Records contained in a dataset
*** Block opens ***
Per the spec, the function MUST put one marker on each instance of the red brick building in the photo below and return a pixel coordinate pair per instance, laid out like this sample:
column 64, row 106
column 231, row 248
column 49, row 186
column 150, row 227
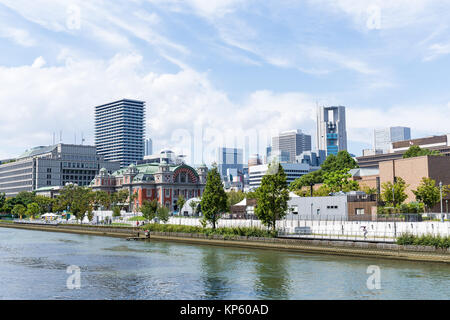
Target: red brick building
column 163, row 182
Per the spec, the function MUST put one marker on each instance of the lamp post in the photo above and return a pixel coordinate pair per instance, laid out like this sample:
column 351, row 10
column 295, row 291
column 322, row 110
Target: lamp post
column 442, row 211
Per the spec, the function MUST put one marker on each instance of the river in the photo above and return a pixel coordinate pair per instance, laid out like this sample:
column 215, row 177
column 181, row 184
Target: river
column 33, row 265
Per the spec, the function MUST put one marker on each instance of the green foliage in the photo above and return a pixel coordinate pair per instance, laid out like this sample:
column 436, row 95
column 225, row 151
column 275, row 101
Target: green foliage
column 424, row 240
column 137, row 218
column 148, row 209
column 19, row 209
column 194, row 206
column 163, row 214
column 341, row 161
column 234, row 197
column 2, row 200
column 103, row 198
column 32, row 210
column 416, row 151
column 45, row 204
column 368, row 190
column 180, row 203
column 214, row 199
column 116, row 211
column 398, row 196
column 272, row 196
column 226, row 232
column 307, row 180
column 429, row 193
column 79, row 200
column 412, row 207
column 339, row 180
*** Block closes ***
WHAT IS BEING ASKED: Write out only those lines of the entries that lie between the line containing "Target: river" and the last line, inclusive, reproducing them exactly.

SOLUTION BELOW:
Target: river
column 33, row 265
Per the spec, the function MUST put one marker on each instance of the green foliage in the photo above and return a pixel coordinate pair per instance, laid out like this sample:
column 436, row 95
column 225, row 151
column 275, row 101
Target: green foliage
column 424, row 240
column 137, row 218
column 148, row 209
column 19, row 209
column 194, row 206
column 163, row 214
column 341, row 161
column 234, row 197
column 2, row 200
column 103, row 198
column 32, row 210
column 416, row 151
column 45, row 204
column 368, row 190
column 180, row 203
column 214, row 199
column 116, row 211
column 398, row 196
column 272, row 196
column 226, row 232
column 307, row 180
column 429, row 193
column 79, row 200
column 412, row 207
column 339, row 180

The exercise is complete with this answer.